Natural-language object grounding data
────────────────────────────────────────
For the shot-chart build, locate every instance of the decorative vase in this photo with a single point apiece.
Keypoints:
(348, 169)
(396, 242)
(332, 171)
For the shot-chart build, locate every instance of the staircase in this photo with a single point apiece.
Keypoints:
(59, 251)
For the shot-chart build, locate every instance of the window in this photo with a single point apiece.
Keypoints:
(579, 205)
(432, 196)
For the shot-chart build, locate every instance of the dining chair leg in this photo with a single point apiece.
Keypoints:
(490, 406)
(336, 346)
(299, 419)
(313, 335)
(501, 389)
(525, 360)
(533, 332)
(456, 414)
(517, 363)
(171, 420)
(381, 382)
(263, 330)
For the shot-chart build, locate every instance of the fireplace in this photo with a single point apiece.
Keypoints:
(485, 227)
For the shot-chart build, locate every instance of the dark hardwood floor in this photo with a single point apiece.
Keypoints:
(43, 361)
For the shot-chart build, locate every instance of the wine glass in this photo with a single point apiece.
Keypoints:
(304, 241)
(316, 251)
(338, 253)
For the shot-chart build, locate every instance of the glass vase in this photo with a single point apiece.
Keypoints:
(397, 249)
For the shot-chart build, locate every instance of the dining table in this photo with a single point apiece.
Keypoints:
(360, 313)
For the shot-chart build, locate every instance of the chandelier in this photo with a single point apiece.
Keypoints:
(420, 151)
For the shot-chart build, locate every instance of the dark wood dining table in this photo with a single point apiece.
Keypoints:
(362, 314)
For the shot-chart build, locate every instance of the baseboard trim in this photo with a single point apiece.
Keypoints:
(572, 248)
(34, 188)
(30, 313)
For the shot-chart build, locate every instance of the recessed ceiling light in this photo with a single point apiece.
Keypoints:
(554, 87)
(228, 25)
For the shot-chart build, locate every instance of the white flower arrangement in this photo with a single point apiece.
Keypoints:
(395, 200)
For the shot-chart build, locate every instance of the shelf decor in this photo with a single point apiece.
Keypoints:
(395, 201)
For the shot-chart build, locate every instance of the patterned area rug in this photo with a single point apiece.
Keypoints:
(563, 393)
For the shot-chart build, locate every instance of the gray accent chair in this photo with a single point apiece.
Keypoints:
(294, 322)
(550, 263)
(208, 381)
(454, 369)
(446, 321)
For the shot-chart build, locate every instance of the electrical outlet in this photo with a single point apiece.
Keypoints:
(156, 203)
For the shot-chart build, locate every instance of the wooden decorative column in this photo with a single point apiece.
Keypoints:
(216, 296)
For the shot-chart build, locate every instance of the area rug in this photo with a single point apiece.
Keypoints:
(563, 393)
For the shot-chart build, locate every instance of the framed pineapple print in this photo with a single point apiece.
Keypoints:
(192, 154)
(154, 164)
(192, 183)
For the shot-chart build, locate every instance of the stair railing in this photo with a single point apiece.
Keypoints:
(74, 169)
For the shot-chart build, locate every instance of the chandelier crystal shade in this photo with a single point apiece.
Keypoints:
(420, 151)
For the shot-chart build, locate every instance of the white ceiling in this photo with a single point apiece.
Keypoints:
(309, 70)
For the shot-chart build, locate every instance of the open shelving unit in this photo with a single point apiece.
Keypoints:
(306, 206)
────────────────────────────────────────
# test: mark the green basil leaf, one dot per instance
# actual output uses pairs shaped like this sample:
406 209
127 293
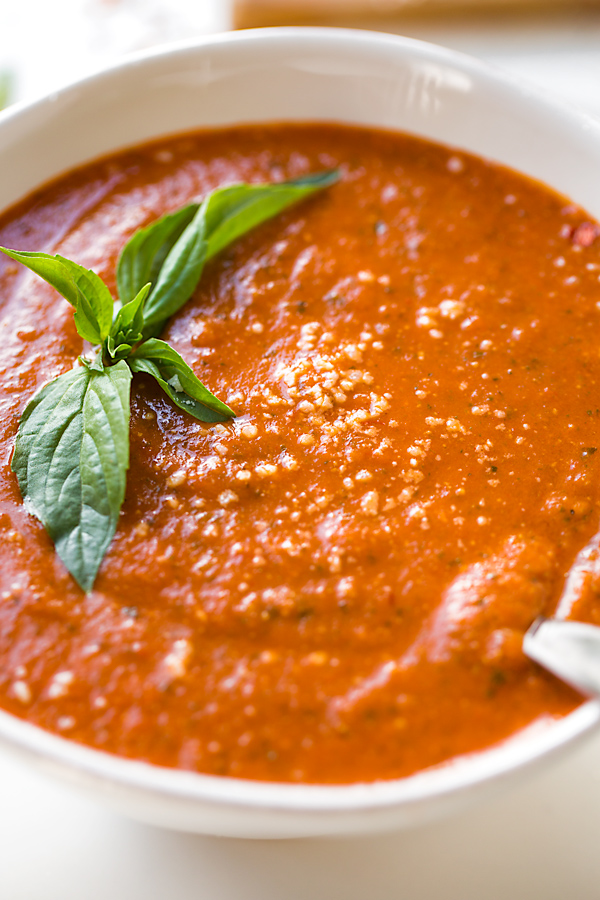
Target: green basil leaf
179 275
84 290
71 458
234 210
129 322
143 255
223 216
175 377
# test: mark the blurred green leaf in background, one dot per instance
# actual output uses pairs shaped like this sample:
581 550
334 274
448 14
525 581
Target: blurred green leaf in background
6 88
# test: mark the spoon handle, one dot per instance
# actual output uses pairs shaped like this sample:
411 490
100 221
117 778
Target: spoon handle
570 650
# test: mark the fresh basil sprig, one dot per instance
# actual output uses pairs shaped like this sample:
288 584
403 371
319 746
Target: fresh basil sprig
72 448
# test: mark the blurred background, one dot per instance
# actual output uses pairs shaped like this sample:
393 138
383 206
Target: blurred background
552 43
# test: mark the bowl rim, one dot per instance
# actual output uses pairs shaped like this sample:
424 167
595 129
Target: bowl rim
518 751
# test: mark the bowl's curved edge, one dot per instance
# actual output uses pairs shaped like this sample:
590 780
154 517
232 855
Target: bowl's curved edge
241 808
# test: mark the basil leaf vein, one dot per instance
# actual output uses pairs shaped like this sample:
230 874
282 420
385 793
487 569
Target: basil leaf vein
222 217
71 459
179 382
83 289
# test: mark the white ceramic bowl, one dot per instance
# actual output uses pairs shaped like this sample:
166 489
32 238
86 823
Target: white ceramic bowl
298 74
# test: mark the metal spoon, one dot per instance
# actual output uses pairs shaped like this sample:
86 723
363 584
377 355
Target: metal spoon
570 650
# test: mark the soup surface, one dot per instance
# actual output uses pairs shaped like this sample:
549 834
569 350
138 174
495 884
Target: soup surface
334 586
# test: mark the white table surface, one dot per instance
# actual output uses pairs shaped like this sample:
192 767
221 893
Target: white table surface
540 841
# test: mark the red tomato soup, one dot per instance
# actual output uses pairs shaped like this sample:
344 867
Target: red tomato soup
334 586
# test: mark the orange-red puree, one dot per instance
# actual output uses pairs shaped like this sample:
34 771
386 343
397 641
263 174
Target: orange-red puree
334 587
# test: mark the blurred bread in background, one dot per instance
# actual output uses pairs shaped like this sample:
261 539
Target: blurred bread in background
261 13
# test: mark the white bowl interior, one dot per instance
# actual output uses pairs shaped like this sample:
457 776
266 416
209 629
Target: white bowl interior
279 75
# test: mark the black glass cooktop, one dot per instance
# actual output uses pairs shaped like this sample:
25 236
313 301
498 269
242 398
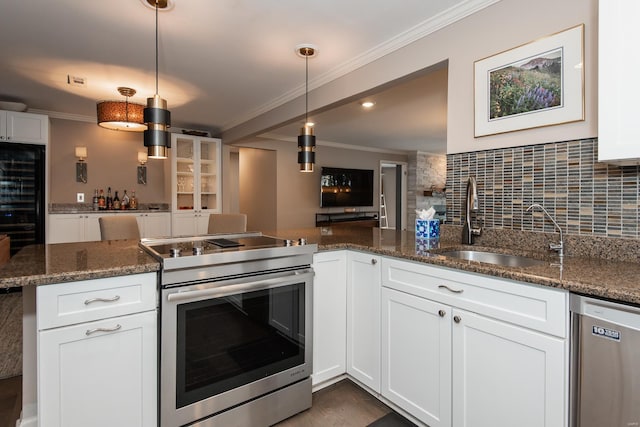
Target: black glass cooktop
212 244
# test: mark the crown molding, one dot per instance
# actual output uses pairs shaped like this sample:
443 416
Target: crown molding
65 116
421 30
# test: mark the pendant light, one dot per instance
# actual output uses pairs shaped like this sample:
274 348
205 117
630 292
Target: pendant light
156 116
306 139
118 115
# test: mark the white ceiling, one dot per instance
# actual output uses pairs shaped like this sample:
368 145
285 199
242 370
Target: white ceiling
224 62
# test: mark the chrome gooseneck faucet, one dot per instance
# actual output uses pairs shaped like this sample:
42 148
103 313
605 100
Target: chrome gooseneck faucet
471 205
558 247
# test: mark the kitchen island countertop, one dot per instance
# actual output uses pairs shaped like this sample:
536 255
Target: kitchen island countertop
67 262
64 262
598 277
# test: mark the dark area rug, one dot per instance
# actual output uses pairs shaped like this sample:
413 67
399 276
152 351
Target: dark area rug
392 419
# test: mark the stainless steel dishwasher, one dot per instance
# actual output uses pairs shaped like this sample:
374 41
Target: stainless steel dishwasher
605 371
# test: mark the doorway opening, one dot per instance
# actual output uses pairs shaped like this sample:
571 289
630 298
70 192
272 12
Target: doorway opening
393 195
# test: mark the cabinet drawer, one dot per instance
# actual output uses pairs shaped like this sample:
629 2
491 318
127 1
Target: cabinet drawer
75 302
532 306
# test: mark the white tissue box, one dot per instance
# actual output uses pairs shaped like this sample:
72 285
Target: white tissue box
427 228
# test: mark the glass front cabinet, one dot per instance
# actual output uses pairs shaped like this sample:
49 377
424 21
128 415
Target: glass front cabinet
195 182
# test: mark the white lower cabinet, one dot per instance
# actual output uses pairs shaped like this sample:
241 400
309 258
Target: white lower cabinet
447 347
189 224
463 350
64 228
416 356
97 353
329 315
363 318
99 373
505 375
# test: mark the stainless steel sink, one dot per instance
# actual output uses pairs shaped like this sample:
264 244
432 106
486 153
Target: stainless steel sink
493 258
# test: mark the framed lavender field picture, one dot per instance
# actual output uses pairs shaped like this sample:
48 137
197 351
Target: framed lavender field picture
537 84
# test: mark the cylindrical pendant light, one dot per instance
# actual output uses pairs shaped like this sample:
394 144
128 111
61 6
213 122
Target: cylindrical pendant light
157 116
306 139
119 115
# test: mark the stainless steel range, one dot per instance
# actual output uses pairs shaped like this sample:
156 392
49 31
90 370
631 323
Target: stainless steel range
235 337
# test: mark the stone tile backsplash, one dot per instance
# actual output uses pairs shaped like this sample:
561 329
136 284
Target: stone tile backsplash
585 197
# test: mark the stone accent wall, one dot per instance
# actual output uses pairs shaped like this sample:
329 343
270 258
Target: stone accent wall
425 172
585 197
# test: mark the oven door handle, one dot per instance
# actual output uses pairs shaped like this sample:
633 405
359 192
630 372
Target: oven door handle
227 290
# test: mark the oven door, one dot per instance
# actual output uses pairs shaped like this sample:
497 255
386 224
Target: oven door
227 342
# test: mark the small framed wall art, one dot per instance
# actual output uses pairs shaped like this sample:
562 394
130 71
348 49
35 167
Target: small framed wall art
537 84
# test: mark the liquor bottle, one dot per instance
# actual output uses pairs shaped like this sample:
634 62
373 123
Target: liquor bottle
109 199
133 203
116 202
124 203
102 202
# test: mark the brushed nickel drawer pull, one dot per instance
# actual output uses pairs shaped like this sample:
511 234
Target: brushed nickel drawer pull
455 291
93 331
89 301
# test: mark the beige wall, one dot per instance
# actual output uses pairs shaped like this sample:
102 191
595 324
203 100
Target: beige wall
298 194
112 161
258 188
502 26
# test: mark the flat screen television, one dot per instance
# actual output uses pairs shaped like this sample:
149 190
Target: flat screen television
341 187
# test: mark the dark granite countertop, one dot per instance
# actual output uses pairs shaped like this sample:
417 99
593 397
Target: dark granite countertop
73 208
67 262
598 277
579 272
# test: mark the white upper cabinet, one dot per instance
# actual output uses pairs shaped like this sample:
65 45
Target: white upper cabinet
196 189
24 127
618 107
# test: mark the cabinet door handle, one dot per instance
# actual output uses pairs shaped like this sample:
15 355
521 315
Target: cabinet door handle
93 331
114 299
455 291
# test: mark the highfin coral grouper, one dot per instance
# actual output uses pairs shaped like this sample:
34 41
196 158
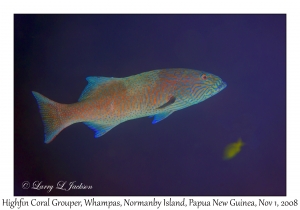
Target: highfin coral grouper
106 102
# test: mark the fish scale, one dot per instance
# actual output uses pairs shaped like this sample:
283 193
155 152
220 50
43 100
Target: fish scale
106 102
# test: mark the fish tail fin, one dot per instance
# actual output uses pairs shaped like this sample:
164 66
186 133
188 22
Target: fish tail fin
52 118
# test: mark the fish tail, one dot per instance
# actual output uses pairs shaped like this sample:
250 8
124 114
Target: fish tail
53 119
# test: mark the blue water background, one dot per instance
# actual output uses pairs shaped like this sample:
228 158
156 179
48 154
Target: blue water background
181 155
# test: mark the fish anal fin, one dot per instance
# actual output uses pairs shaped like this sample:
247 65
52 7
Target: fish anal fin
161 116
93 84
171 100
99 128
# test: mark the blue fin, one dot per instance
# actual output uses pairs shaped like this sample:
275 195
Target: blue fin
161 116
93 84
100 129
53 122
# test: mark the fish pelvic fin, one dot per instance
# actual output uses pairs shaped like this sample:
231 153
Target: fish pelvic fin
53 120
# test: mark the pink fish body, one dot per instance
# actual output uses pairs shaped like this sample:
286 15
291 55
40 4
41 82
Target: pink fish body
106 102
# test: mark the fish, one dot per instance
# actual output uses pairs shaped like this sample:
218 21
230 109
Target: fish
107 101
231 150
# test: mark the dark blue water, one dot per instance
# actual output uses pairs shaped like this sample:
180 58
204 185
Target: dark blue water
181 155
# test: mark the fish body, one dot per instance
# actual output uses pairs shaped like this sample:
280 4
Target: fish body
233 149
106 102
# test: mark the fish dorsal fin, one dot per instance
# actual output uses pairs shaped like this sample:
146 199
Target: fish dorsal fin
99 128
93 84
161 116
────────────────────────────────────────
## About this exercise
Identify every line above that includes the word "vase", and show those lines.

## Result of the task
For the shot-chart build, locate every instance of the decorative vase in this photo with a single point apiece.
For the shot-chart build, locate every instance of the glass vase in this photo with a single point apiece.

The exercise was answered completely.